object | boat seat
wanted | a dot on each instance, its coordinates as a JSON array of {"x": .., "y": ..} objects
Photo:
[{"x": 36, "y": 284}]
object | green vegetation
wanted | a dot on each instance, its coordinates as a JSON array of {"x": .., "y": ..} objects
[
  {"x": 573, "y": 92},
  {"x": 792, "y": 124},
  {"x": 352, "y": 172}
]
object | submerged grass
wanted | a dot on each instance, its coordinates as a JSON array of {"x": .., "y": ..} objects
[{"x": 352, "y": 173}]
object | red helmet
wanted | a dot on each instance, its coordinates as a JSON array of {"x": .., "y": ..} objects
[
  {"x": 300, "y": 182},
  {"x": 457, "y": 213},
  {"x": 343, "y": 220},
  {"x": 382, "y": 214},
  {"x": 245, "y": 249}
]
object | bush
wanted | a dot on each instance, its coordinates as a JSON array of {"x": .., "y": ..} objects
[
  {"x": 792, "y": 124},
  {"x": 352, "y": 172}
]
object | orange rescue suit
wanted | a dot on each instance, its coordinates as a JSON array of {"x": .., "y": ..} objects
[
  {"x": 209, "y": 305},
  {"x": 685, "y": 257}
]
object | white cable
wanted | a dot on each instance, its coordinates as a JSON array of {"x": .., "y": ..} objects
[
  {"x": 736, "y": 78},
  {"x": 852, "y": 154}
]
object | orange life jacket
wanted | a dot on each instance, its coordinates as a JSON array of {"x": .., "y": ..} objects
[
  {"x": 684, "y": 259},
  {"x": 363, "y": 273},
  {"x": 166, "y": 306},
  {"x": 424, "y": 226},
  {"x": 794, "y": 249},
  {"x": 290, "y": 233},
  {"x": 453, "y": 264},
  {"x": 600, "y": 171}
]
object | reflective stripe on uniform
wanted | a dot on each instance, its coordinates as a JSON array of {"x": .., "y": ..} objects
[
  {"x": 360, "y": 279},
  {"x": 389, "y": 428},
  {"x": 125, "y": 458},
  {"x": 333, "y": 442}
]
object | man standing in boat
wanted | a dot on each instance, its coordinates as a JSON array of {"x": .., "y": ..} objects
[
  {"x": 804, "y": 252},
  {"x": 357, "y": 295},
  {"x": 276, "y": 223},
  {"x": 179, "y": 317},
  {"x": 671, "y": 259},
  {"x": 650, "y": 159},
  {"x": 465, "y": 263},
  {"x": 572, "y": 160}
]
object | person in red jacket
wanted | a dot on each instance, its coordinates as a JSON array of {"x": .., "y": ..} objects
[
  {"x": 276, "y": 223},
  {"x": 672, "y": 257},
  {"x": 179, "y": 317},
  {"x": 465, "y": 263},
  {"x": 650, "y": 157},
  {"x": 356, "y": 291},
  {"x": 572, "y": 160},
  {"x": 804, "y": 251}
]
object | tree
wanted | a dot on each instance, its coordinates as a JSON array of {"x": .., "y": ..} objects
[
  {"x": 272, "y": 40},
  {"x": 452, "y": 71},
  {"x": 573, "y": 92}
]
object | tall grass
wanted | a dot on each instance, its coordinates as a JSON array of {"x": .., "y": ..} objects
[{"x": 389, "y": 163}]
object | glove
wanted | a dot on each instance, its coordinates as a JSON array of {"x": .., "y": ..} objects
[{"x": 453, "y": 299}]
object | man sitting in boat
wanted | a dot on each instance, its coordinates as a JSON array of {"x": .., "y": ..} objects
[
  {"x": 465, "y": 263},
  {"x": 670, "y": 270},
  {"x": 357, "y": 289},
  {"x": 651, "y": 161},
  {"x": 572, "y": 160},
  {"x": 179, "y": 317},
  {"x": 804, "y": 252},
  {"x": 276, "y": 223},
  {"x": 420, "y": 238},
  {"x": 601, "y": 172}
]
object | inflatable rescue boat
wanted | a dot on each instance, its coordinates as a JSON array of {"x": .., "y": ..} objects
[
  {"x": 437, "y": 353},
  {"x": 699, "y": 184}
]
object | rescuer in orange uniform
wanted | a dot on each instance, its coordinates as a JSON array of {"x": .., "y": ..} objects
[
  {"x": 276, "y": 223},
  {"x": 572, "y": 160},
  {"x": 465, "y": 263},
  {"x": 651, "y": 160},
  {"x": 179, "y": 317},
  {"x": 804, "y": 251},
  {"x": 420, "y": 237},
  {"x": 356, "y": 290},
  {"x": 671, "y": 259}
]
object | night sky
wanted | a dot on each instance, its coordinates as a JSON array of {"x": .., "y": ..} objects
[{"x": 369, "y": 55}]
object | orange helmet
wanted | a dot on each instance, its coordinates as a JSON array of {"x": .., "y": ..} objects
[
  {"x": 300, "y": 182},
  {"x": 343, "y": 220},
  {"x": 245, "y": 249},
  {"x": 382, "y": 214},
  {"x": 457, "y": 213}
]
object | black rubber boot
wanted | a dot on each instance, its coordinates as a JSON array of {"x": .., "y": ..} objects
○ ○ ○
- **ASSIGNED TASK**
The full listing above should be restated word for word.

- **YOUR SOLUTION**
object | boat seat
wanted | a dot on each instance, its coordinates as a JSON array of {"x": .., "y": ..} objects
Photo:
[{"x": 36, "y": 284}]
object | green vegetation
wanted | a dot on each instance, its coordinates as a JSON array of {"x": .., "y": ..} objects
[
  {"x": 573, "y": 92},
  {"x": 792, "y": 124},
  {"x": 352, "y": 172}
]
object | submerged grass
wanted | a dot on each instance, its coordinates as a JSON array of {"x": .., "y": ..} objects
[{"x": 352, "y": 173}]
object | red helmet
wanted | a dot on each instance, its coordinates as a JSON array of {"x": .., "y": ..} objects
[
  {"x": 300, "y": 182},
  {"x": 457, "y": 213},
  {"x": 343, "y": 220},
  {"x": 382, "y": 214},
  {"x": 245, "y": 249}
]
object | bush
wanted | a dot on each instance, its coordinates as a JSON array of {"x": .., "y": ..} objects
[
  {"x": 792, "y": 124},
  {"x": 352, "y": 172}
]
object | orange rescue suit
wanted | a dot on each instance, its coordinates as a JSON array of {"x": .., "y": ..} objects
[
  {"x": 209, "y": 305},
  {"x": 685, "y": 257}
]
object | white cable
wanted | a dot on each instance, its coordinates as a JSON array of {"x": .., "y": ..} objects
[
  {"x": 736, "y": 78},
  {"x": 852, "y": 154}
]
object | orange life jacket
wanted | a dot on each instance, its coordinates as a JSON array of {"x": .., "y": ..} objects
[
  {"x": 684, "y": 259},
  {"x": 363, "y": 273},
  {"x": 166, "y": 306},
  {"x": 424, "y": 226},
  {"x": 794, "y": 249},
  {"x": 290, "y": 233},
  {"x": 453, "y": 264},
  {"x": 600, "y": 171}
]
object | reflective stripe on uniform
wanted | a dot on each instance, its coordinates as a JSON array of {"x": .., "y": ..} objects
[
  {"x": 360, "y": 279},
  {"x": 389, "y": 428},
  {"x": 125, "y": 458},
  {"x": 333, "y": 442}
]
object | man standing in boat
wanted | a dot on each instance, its coordinates as a JSON array of {"x": .., "y": ..} objects
[
  {"x": 804, "y": 252},
  {"x": 357, "y": 295},
  {"x": 276, "y": 223},
  {"x": 179, "y": 317},
  {"x": 671, "y": 259},
  {"x": 650, "y": 159},
  {"x": 465, "y": 263},
  {"x": 572, "y": 160}
]
object | person in red jacket
wanted | a dot on each instance, its coordinates as a JSON array of {"x": .., "y": ..} objects
[
  {"x": 276, "y": 223},
  {"x": 672, "y": 257},
  {"x": 179, "y": 317},
  {"x": 465, "y": 263},
  {"x": 650, "y": 157},
  {"x": 356, "y": 291},
  {"x": 572, "y": 160},
  {"x": 804, "y": 251}
]
object | tree
wanted | a dot on each instance, its coordinates as a JSON array of {"x": .., "y": ..} objects
[
  {"x": 272, "y": 40},
  {"x": 452, "y": 71},
  {"x": 573, "y": 92}
]
object | tall grass
wanted | a dot on each instance, its coordinates as a JSON array of {"x": .., "y": ..} objects
[{"x": 389, "y": 163}]
object | glove
wanted | a dot on each instance, its coordinates as a JSON array of {"x": .., "y": ..} objects
[{"x": 453, "y": 299}]
object | man sitting in boat
wanted | a dot on each instance, its coordinates as a JSON array of {"x": .., "y": ..} objects
[
  {"x": 465, "y": 263},
  {"x": 670, "y": 270},
  {"x": 357, "y": 289},
  {"x": 651, "y": 161},
  {"x": 572, "y": 160},
  {"x": 179, "y": 317},
  {"x": 804, "y": 252},
  {"x": 276, "y": 223},
  {"x": 420, "y": 238},
  {"x": 601, "y": 172}
]
object | inflatable rescue boat
wanted | a dot on each instance, its coordinates as a JSON array of {"x": .., "y": ..} objects
[
  {"x": 437, "y": 353},
  {"x": 699, "y": 184}
]
object | rescuer in orange uniform
wanted | a dot on each instance, its coordinates as a JSON array of {"x": .., "y": ..} objects
[
  {"x": 276, "y": 223},
  {"x": 572, "y": 160},
  {"x": 465, "y": 263},
  {"x": 651, "y": 160},
  {"x": 179, "y": 317},
  {"x": 804, "y": 251},
  {"x": 420, "y": 237},
  {"x": 356, "y": 290},
  {"x": 671, "y": 259}
]
object | night sky
wanted | a dot on each instance, its coordinates as a JSON array of {"x": .., "y": ..} objects
[{"x": 369, "y": 55}]
object | orange helmet
wanted | a dot on each instance, its coordinates as a JSON array of {"x": .., "y": ..} objects
[
  {"x": 300, "y": 182},
  {"x": 343, "y": 220},
  {"x": 245, "y": 249},
  {"x": 382, "y": 214},
  {"x": 457, "y": 213}
]
object | black rubber boot
wanted | a dot on each instance, its coordinates as a JSON array of {"x": .., "y": ..} objects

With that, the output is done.